■ **COMPITO BREVE A**:
Parti dalla prima riga dei record e fermati dopo la riga che contiene "x=398 y=377". Riscrivi solo queste righe, richieste comprese, aggiungendo 20 a ogni coordinata nelle risposte e lasciando fuori le immagini.

■ **ESTRATTO**:
Mentre però nel Trecento la danza ha soprattutto una funzione di corteggiamento verso la dama da parte del cavaliere, e non era ancora considerata un’arte, già alla fine del Quattrocento la danza aveva ricominciato a salire in palcoscenico, un evento che non si era più prodotto dai tempi degli antichi greci. Chi la praticava tuttavia non era considerato ancora un vero e proprio artista, ma un nobile che si esibiva davanti ai suoi pari.
Nel Cinquecento le danze si svolgevano alle feste di corte e dovevano rispettare determinate regole, quelle delle “buone maniere”. Veniamo quindi a sapere che le buone maniere furono inventate dagli italiani, che poi le esportarono in tutto il mondo, e avevano una finalità estetica (il loro scopo era di mostrare la bellezza). Inoltre la danza aveva una funzione terapeutica (come del resto tuttora), quella di mantenere il nobile in salute.

■ **COMPITO BREVE B**:
Secondo l'estratto sulla danza, chi inventò le buone maniere?

■ **RECORD DA ELABORARE**:

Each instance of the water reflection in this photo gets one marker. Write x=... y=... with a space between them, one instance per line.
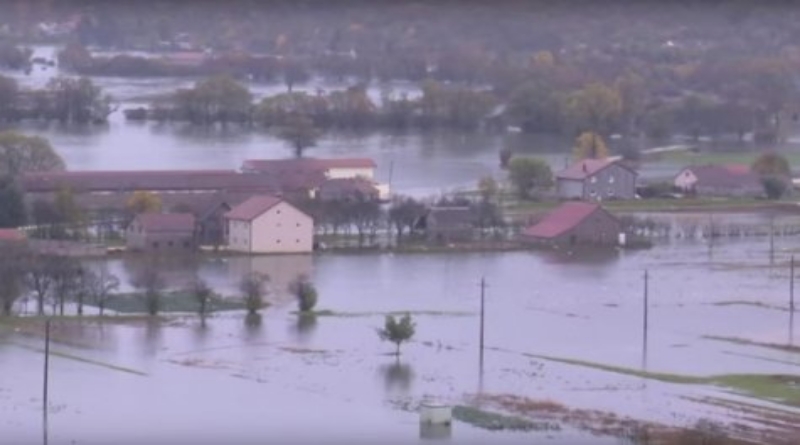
x=252 y=325
x=305 y=326
x=152 y=337
x=398 y=377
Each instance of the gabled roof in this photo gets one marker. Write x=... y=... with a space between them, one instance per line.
x=450 y=216
x=586 y=168
x=253 y=207
x=12 y=235
x=564 y=218
x=711 y=175
x=275 y=166
x=166 y=222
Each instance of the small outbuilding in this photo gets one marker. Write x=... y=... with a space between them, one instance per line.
x=575 y=223
x=161 y=231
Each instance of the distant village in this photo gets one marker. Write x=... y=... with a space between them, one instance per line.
x=299 y=205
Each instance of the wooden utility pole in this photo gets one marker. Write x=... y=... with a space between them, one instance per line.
x=483 y=305
x=646 y=317
x=791 y=284
x=46 y=375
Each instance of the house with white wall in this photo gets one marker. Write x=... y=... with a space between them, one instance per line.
x=268 y=224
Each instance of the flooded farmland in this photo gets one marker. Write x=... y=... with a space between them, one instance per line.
x=560 y=327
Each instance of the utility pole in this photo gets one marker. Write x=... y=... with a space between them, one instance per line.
x=791 y=284
x=483 y=306
x=46 y=375
x=646 y=316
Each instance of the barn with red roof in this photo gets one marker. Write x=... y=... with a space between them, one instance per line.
x=575 y=223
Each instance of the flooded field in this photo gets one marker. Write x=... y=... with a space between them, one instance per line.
x=560 y=328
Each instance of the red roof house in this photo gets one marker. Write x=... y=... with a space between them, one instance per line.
x=575 y=223
x=161 y=231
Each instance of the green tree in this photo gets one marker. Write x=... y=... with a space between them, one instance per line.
x=774 y=187
x=529 y=174
x=12 y=204
x=305 y=292
x=397 y=331
x=594 y=108
x=299 y=132
x=771 y=164
x=488 y=188
x=590 y=145
x=21 y=154
x=143 y=202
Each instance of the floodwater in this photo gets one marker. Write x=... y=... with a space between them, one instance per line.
x=331 y=378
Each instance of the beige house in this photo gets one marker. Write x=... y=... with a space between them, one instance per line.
x=268 y=224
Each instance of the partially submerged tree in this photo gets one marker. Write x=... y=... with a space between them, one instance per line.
x=590 y=145
x=98 y=286
x=152 y=284
x=300 y=133
x=202 y=294
x=305 y=292
x=20 y=153
x=397 y=331
x=253 y=287
x=529 y=174
x=143 y=202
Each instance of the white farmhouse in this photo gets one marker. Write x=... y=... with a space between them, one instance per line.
x=268 y=224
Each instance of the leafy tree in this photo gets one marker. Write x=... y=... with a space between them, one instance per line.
x=771 y=164
x=305 y=292
x=20 y=154
x=590 y=145
x=774 y=187
x=143 y=202
x=253 y=288
x=397 y=331
x=594 y=108
x=404 y=213
x=529 y=174
x=299 y=132
x=488 y=188
x=12 y=204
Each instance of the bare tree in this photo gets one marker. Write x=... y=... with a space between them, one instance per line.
x=11 y=275
x=253 y=288
x=39 y=277
x=98 y=286
x=152 y=284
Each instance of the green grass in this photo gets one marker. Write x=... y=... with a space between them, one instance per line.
x=746 y=342
x=496 y=422
x=783 y=389
x=82 y=360
x=177 y=301
x=330 y=313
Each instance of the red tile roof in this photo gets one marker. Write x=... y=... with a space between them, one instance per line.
x=156 y=180
x=12 y=235
x=561 y=220
x=166 y=222
x=585 y=168
x=304 y=164
x=253 y=207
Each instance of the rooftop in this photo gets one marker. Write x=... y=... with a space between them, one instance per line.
x=253 y=207
x=562 y=219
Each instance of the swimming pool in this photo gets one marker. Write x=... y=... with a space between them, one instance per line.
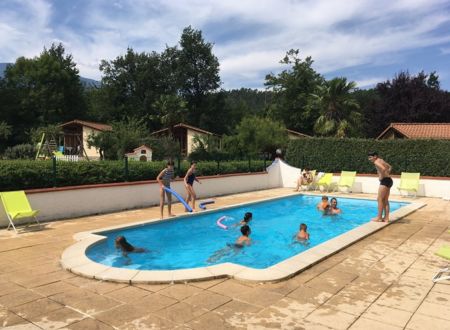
x=190 y=242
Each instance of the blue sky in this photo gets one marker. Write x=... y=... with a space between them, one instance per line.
x=367 y=41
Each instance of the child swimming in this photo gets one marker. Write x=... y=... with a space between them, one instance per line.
x=122 y=244
x=244 y=239
x=232 y=249
x=248 y=216
x=323 y=204
x=302 y=234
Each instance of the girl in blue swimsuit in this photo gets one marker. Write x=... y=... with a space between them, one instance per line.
x=189 y=179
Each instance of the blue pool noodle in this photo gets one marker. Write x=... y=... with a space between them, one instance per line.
x=182 y=201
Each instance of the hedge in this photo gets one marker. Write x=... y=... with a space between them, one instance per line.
x=429 y=157
x=29 y=174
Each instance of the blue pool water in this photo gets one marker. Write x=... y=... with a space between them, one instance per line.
x=190 y=242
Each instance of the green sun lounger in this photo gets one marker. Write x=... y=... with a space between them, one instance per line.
x=325 y=181
x=444 y=273
x=409 y=182
x=347 y=180
x=17 y=207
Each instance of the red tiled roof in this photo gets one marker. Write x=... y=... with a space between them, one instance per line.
x=97 y=126
x=185 y=126
x=439 y=131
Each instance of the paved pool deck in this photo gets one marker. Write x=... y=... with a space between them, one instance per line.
x=380 y=282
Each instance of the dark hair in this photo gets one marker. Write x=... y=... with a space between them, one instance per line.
x=245 y=230
x=123 y=243
x=248 y=216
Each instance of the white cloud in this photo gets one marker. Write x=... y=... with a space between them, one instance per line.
x=336 y=34
x=369 y=82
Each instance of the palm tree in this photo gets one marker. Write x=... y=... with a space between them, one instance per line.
x=337 y=108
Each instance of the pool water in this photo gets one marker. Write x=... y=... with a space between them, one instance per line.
x=198 y=242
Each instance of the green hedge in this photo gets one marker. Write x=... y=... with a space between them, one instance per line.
x=29 y=174
x=429 y=157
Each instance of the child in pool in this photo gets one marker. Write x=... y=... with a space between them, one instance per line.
x=123 y=245
x=232 y=249
x=244 y=239
x=247 y=218
x=323 y=204
x=302 y=234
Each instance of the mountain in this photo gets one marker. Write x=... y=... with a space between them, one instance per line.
x=87 y=82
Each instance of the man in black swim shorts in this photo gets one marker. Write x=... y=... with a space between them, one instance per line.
x=384 y=172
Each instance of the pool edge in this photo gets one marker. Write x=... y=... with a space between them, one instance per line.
x=74 y=258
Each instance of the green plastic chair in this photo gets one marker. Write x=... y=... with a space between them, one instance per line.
x=311 y=184
x=17 y=207
x=325 y=181
x=443 y=252
x=346 y=180
x=409 y=182
x=58 y=154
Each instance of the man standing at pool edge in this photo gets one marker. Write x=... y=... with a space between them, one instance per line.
x=384 y=174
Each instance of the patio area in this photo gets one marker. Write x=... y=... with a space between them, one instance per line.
x=380 y=282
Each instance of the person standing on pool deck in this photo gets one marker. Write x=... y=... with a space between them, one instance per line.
x=164 y=178
x=189 y=179
x=384 y=174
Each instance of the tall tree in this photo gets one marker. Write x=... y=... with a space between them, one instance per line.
x=337 y=108
x=198 y=71
x=43 y=90
x=255 y=135
x=291 y=90
x=408 y=99
x=131 y=83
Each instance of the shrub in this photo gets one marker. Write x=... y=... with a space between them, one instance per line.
x=27 y=174
x=429 y=157
x=20 y=151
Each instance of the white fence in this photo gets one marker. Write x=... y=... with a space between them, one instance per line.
x=68 y=158
x=73 y=202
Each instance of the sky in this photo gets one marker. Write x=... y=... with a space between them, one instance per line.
x=367 y=41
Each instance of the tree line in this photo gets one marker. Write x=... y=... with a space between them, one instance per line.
x=141 y=92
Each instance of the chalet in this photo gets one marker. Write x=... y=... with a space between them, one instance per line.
x=76 y=134
x=435 y=131
x=142 y=154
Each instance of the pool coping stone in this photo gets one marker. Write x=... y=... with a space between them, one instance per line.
x=74 y=258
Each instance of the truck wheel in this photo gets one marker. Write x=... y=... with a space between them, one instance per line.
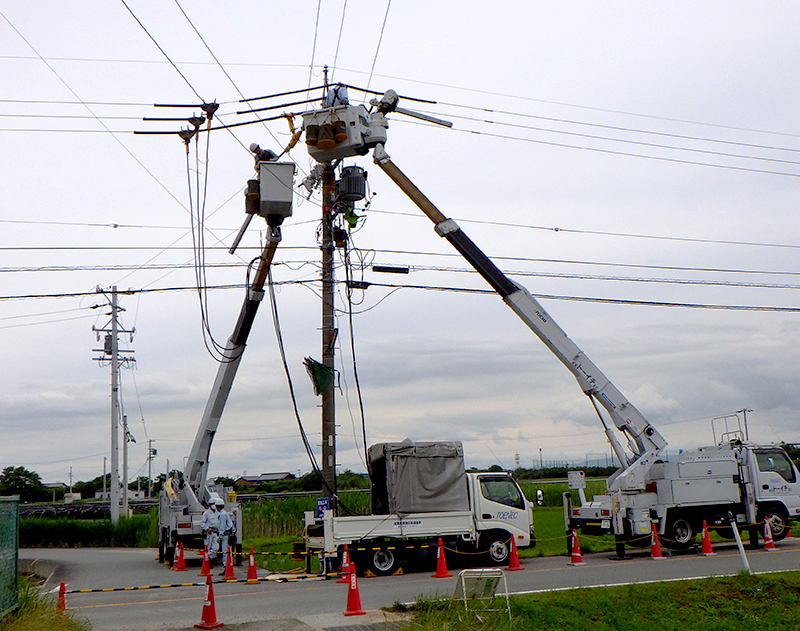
x=383 y=562
x=497 y=549
x=679 y=534
x=778 y=522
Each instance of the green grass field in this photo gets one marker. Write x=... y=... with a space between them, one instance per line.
x=737 y=603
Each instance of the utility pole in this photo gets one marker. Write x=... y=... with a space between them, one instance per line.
x=125 y=436
x=111 y=349
x=329 y=334
x=151 y=453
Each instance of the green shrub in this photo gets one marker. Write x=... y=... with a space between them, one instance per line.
x=42 y=532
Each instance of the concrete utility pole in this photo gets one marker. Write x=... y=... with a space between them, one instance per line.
x=111 y=349
x=114 y=499
x=151 y=453
x=329 y=334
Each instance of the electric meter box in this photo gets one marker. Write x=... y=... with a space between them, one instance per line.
x=576 y=480
x=276 y=183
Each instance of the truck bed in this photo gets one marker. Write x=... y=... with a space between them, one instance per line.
x=341 y=530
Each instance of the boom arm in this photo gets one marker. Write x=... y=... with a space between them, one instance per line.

■ **RISPOSTA COMPLETA A**:
Each instance of the water reflection in this photo gets one marker. Write x=... y=... with a space between them, one instance per line.
x=272 y=345
x=325 y=346
x=172 y=357
x=418 y=397

■ **RISPOSTA COMPLETA B**:
Gli italiani, che poi le esportarono in tutto il mondo.